== Source material
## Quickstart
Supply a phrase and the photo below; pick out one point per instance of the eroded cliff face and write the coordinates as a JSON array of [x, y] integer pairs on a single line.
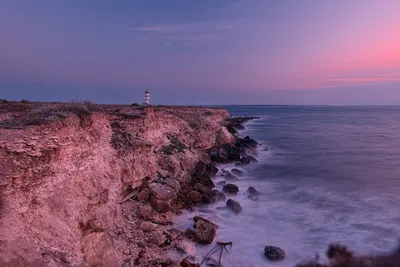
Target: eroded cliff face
[[64, 182]]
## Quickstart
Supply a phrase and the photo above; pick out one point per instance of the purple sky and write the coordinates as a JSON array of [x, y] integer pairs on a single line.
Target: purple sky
[[201, 52]]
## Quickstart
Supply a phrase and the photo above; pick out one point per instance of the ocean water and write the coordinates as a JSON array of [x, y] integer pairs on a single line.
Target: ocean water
[[326, 174]]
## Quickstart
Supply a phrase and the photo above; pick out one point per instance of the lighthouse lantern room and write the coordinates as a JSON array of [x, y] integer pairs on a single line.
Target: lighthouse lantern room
[[147, 97]]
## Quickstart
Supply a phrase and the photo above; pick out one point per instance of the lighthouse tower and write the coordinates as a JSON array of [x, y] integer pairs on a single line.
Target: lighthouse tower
[[147, 97]]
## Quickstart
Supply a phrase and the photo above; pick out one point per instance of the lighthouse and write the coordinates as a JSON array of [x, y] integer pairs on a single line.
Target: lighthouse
[[147, 97]]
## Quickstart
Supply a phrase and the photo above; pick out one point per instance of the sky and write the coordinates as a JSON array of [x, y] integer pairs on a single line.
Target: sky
[[206, 52]]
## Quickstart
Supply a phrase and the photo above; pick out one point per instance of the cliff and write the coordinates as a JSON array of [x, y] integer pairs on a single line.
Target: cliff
[[75, 186]]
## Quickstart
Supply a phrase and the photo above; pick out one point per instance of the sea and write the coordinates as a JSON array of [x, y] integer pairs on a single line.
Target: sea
[[326, 174]]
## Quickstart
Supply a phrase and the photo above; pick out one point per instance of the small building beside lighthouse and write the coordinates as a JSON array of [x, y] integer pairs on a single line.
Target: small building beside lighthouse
[[147, 97]]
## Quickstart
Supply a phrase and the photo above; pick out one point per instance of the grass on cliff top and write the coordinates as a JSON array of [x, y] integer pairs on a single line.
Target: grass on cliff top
[[48, 113]]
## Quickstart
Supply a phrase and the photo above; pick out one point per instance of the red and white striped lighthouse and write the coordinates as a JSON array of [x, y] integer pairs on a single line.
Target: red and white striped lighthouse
[[147, 97]]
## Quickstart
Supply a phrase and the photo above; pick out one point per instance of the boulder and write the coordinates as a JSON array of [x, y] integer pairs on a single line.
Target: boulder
[[211, 169], [234, 206], [237, 172], [200, 169], [147, 226], [160, 205], [186, 246], [156, 237], [208, 197], [174, 184], [186, 263], [204, 179], [218, 195], [144, 195], [161, 191], [194, 196], [190, 234], [205, 230], [201, 188], [221, 183], [252, 197], [247, 159], [173, 233], [274, 253], [251, 190], [230, 188], [250, 141], [231, 177]]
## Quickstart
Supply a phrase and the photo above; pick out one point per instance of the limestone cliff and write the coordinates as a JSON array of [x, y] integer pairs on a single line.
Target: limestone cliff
[[67, 171]]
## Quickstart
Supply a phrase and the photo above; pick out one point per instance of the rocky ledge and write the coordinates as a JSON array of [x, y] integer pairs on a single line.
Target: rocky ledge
[[99, 185]]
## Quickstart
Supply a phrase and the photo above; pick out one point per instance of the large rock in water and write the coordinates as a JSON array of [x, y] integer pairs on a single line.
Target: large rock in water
[[194, 196], [248, 159], [161, 191], [231, 188], [237, 172], [204, 230], [274, 253], [233, 205], [231, 177], [251, 190]]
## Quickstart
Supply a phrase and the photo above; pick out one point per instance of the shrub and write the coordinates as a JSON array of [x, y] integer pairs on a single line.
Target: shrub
[[174, 147], [48, 113]]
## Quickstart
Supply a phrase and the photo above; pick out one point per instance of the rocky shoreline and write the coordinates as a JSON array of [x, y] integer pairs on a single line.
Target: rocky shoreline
[[99, 185]]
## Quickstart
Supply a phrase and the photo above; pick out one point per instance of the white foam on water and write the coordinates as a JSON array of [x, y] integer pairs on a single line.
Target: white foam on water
[[302, 218]]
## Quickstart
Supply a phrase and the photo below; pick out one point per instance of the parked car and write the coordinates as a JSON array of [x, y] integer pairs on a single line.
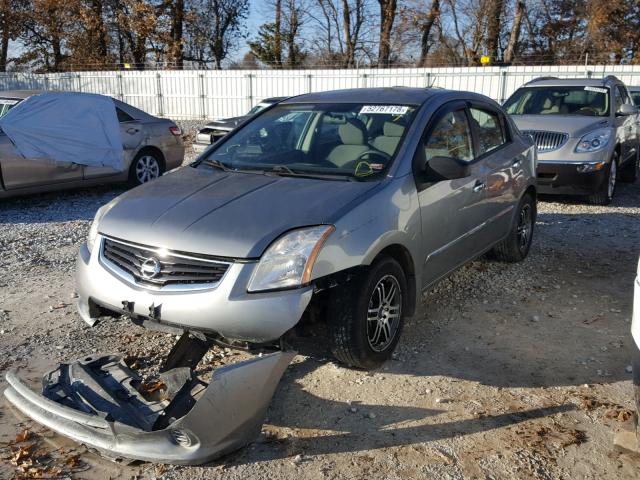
====
* _Exercise goal_
Before copying, set the pictures aside; then reproduce each entry above exactly.

* _Task solution_
## Quickstart
Supply a phrase and the photo below; pick out one point per instance of the eroded cliff face and write the coordinates as a JSON array of [x, y] integer pairs on a single line.
Target: eroded cliff face
[[64, 182]]
## Quickstart
Supply a phrase and the photo above; pick out one point per instance of the purple sky and write the coordinates as a JSON array of [x, y] integer pairs on a single line.
Target: purple sky
[[201, 52]]
## Quickstart
Supply a phrase and the photo above; pick out one point per instance of the ocean water and write the coordinates as a JSON array of [x, y] integer pairs on a single line.
Target: ocean water
[[326, 174]]
## Quickstart
Supply a phrase and the photo above; pick out one point per instance of the lighthouse lantern room and write the coordinates as a JSON array of [x, y] integer pairs on a single line.
Target: lighthouse lantern room
[[147, 97]]
## Quickstart
Supply a phrase and the photo above; pick out one point per instance of the lighthouse tower and write the coordinates as a JSON array of [x, y] integer pairs on a single line.
Target: lighthouse tower
[[147, 97]]
## Quickstart
Supply a phrase and the photo above; pick out one point per instance of the lighthouse and write the coordinates as a JSON array of [x, y] integer pairs on a single line.
Target: lighthouse
[[147, 97]]
## Quickstart
Supply a phrase and the photo above; pick out one point per instance of the sky and write the coordinates as a JSON array of [x, y] integer pairs on a single line.
Target: sky
[[206, 52]]
## Quickstart
Supply a phrase and the photo above; pick out one point per instance of the cliff and write the coordinates as a JSON array of [x, y] integer pairs on a single line.
Target: cliff
[[75, 186]]
## Quickstart
Supply a phrase and the photo above; pick out one point per instance of the sea and write the coordinates as a JSON array of [x, y] integer pairs on a single line.
Target: sea
[[326, 174]]
## Quickstart
Supply a phrase and the photo above; pick out one point per instance of the small building beside lighthouse and write the coordinates as a JSON array of [x, y] integer pairs on a single line.
Target: small building beside lighthouse
[[147, 97]]
## Quickstart
Supply a phrase and the photo above; pick out one point per instance of the grass on cliff top and write the coordinates as a JSON array of [x, y] integer pairs on a single line.
Target: grass on cliff top
[[48, 113]]
## Quickstart
Supply a phrase and the photo above; pick out one point per instance of the red and white striped lighthouse and write the coordinates as a JSON array of [x, y] integer pairs on a single line.
Target: red and white striped lighthouse
[[147, 97]]
## Quickstart
Supply a phrase and the photo above; pick out one point per instance of the boulder and write the coordinates as a JSON array of [x, y] integer pairs on a single line.
Target: boulder
[[211, 169], [234, 206], [237, 172], [200, 169], [147, 226], [160, 205], [186, 246], [156, 237], [208, 197], [174, 184], [186, 263], [204, 179], [218, 195], [144, 195], [161, 191], [194, 196], [190, 234], [205, 230], [201, 188], [221, 183], [252, 197], [247, 159], [173, 233], [274, 253], [251, 190], [230, 188], [250, 141], [231, 177]]
## Quickstart
Supply a phrase and the photo above; pick out one point per instance of the limestone cliff and write the coordinates as a JSON array of [x, y] integer pairs on a single line.
Target: limestone cliff
[[67, 171]]
## Quickstart
Supply a phrase and the photo above; pick out one point per instance of the rocky ledge and write the coordinates as a JSON array of [x, y] integer pairs on a single line.
Target: rocky ledge
[[99, 185]]
## Quickstart
Supply a phrase and the photo above; pick out one point per instance of the large rock in water and write the coordinates as a JSON array of [x, y] integer pairs on a single line.
Target: large rock in water
[[194, 196], [248, 159], [161, 191], [231, 188], [237, 172], [204, 230], [274, 253], [233, 205], [231, 177], [251, 190]]
## Quickstart
Supply a phrase and the photo above; pick out one point per instance of the shrub and write the coordinates as a JSON array of [x, y] integer pairs on a single line.
Target: shrub
[[174, 147], [48, 113]]
## Quickstart
Supply a phrase and the photo above; pick out one point per instance of the rocky shoreline and write the coordinates as a JSON array of [x, y] integer pairs on a single line.
Target: rocky shoreline
[[99, 185]]
## Quickstart
Supply a phrase and the photo above; pick out one point per instance of the white foam on water and write the coordinates as a JSON array of [x, y] integer pairs on a single line.
Target: white foam on water
[[302, 218]]
## Quickstart
Supply a phrase and the photo below; pick out one point per instance of the parked car and write the coordinates as a JSON array of [x, y] integer pairs on a single line.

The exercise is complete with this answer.